- _YOUR GOAL_
Copy every line of the data below verbatim, leaving out the pictures.

- _GIVEN ENTRIES_

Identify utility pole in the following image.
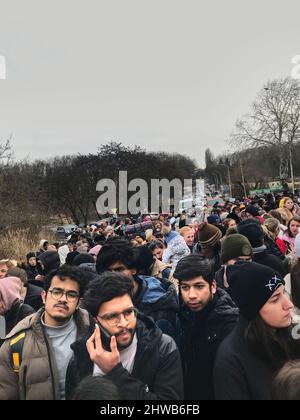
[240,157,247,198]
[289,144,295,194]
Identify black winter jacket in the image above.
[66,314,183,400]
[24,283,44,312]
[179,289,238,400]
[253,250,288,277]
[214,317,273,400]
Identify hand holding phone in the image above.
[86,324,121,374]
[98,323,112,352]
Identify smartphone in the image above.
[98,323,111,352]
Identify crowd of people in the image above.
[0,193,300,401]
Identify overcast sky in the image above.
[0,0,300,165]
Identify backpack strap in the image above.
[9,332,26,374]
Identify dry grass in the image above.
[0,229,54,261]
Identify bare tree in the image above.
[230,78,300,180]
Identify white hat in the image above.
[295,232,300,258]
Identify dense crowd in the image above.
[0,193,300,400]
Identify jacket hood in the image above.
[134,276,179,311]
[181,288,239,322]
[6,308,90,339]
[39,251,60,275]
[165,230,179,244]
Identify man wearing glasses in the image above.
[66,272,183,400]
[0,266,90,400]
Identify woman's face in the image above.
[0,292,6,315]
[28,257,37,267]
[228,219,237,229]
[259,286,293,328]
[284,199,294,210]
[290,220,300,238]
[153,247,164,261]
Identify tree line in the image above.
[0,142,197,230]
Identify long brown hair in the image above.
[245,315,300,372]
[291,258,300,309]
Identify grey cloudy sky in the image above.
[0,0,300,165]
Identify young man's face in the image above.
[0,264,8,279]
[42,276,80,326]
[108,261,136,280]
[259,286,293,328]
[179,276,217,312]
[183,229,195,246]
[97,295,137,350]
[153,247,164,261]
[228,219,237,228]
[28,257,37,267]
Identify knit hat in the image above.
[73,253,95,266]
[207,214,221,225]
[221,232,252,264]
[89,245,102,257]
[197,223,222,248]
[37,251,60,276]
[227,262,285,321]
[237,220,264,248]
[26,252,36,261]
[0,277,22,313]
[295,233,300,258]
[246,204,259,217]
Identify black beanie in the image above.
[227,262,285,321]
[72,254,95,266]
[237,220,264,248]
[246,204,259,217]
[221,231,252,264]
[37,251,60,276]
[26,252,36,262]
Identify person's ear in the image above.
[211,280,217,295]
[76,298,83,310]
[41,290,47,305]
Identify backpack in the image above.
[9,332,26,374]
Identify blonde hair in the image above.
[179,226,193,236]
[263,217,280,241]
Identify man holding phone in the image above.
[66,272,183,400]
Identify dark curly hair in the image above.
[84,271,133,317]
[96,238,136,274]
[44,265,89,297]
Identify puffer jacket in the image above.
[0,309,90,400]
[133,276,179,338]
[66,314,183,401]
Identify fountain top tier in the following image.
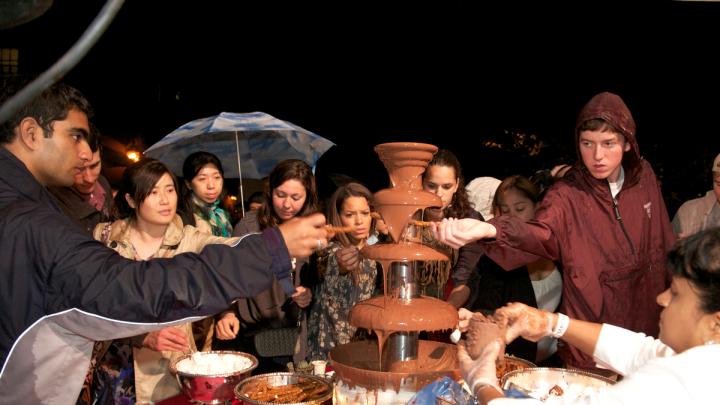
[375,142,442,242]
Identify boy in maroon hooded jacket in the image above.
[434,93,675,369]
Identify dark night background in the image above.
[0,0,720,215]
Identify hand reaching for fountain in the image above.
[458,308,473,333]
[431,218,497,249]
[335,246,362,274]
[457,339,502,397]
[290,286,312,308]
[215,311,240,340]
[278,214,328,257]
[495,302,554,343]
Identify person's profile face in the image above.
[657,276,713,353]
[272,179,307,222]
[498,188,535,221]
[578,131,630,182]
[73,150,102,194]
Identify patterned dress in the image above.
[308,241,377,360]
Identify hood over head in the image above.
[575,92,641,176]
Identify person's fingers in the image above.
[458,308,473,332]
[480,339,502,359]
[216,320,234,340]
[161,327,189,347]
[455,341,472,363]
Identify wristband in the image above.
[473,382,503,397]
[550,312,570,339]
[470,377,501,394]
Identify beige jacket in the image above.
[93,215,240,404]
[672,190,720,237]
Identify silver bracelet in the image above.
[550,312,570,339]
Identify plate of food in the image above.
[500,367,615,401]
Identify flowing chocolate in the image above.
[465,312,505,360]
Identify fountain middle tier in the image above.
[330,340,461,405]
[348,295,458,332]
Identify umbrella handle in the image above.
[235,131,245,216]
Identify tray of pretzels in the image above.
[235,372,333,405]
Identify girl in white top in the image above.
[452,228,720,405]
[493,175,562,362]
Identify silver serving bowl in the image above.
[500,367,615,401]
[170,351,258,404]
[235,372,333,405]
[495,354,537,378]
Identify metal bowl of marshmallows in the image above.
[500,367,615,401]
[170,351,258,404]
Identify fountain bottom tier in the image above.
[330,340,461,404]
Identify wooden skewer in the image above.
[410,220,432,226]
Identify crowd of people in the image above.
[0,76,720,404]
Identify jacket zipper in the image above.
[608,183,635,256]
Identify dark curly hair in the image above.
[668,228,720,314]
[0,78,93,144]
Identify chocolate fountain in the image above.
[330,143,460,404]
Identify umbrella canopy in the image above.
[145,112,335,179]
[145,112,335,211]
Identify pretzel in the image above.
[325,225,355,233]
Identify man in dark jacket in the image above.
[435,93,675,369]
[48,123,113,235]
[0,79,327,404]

- _PROBLEM SOLUTION_
Identify utility pole in the following image.
[240,157,247,198]
[289,144,295,194]
Identify black winter jacket in the image above.
[66,314,183,400]
[24,283,44,312]
[179,289,238,400]
[253,250,288,277]
[214,317,273,400]
Identify hand holding phone in the image above.
[86,324,121,374]
[98,323,112,352]
Identify smartphone in the image above.
[98,323,111,352]
Identify crowd of people in the image above.
[0,193,300,401]
Identify overcast sky in the image above.
[0,0,300,165]
Identify backpack strap in the image above.
[9,332,26,374]
Identify dry grass in the image above.
[0,229,54,261]
Identify bare tree in the image above.
[230,78,300,180]
Identify white hat in the image above.
[295,232,300,258]
Identify dense crowd in the image above.
[0,193,300,400]
Identify jacket hood in the image above.
[134,276,179,311]
[181,288,239,322]
[6,308,90,339]
[39,251,60,275]
[165,230,179,244]
Identify man wearing glasses in the image above.
[66,272,183,400]
[0,266,90,400]
Identify woman's face in the image above.
[0,292,6,315]
[28,257,37,267]
[228,219,237,229]
[259,286,293,328]
[284,199,294,210]
[290,220,300,238]
[153,247,164,261]
Identify tree line in the image above.
[0,142,197,230]
Identify long brown hair in the image above.
[245,315,300,372]
[291,258,300,309]
Identify grey cloudy sky in the image above.
[0,0,300,165]
Identify young man's face in the image above.
[0,264,8,279]
[42,276,80,326]
[108,261,136,280]
[259,286,293,328]
[179,276,217,312]
[183,229,195,246]
[97,295,137,350]
[153,247,164,261]
[228,219,237,228]
[28,257,37,267]
Identify knit hat in the image above.
[73,253,95,266]
[207,214,221,225]
[221,232,252,264]
[89,245,102,257]
[197,223,222,248]
[37,251,60,276]
[227,262,285,321]
[237,220,264,248]
[26,252,36,261]
[0,277,22,313]
[295,233,300,258]
[246,204,259,217]
Identify black beanie in the image above.
[227,262,285,321]
[72,254,95,266]
[237,220,264,248]
[246,204,259,217]
[221,231,252,264]
[37,251,60,276]
[26,252,36,262]
Identify person's ear in the image above.
[211,280,217,295]
[76,298,83,310]
[41,290,47,305]
Identify backpack in the image above.
[9,332,26,374]
Identify blonde hair in the image above.
[179,226,193,236]
[263,217,280,241]
Identify man holding phone in the image above.
[66,272,183,400]
Identify dark curly hair in the image above.
[84,271,133,317]
[96,238,136,274]
[44,265,89,297]
Identify puffer jacket in the image above.
[0,309,90,400]
[133,276,179,338]
[66,314,183,401]
Identify fountain top tier in the following image.
[375,142,442,242]
Identify boy in maroon hooded jacket in the image above.
[434,93,675,369]
Identify dark night background in the image above.
[0,0,720,215]
Identify hand reaching for fountain in the image above.
[458,308,473,333]
[431,218,497,249]
[335,246,362,274]
[457,339,502,397]
[290,286,312,308]
[215,311,240,340]
[278,214,328,257]
[495,302,554,343]
Identify person's profile face in the image above.
[657,276,713,353]
[272,179,307,222]
[498,188,535,221]
[578,131,630,182]
[73,150,102,194]
Identify patterned dress in the image above.
[308,241,377,360]
Identify hood over head in the image above.
[575,92,641,176]
Identify person's fingers in the image above.
[458,308,473,332]
[480,339,502,359]
[216,320,234,340]
[161,327,189,347]
[455,341,472,363]
Identify wristband in the image above.
[473,382,503,397]
[550,312,570,339]
[470,377,501,394]
Identify beige jacket in the image above.
[93,215,240,404]
[672,190,720,237]
Identify silver bracelet in the image above.
[550,312,570,339]
Identify plate of food in the image above.
[500,367,615,401]
Identify flowing chocolate in the image above.
[465,312,505,360]
Identify fountain middle tier in the image above.
[330,340,461,405]
[348,295,458,332]
Identify umbrella handle in the image above.
[235,131,245,216]
Identify tray of pretzels in the image above.
[235,372,333,405]
Identify girl in white top in the image above.
[452,228,720,405]
[493,175,562,362]
Identify silver serving bowl in the image above.
[500,367,615,401]
[170,351,258,404]
[235,372,333,405]
[495,354,537,378]
Identify metal bowl of marshmallows in the image above.
[500,367,615,401]
[170,351,258,404]
Identify fountain bottom tier in the image above.
[330,340,461,404]
Identify wooden skewer in the image above.
[410,220,432,226]
Identify crowd of people in the image above.
[0,76,720,404]
Identify jacket zipper in the image above.
[608,183,635,256]
Identify dark curly hair in the image above.
[668,228,720,314]
[0,78,93,144]
Identify chocolate fountain in the image above.
[330,143,460,404]
Identify umbrella canopy in the image above.
[145,112,335,179]
[145,112,335,211]
Identify pretzel in the image above.
[325,225,355,233]
Identify man in dark jacket in the image above.
[435,93,675,369]
[48,123,113,235]
[0,79,327,404]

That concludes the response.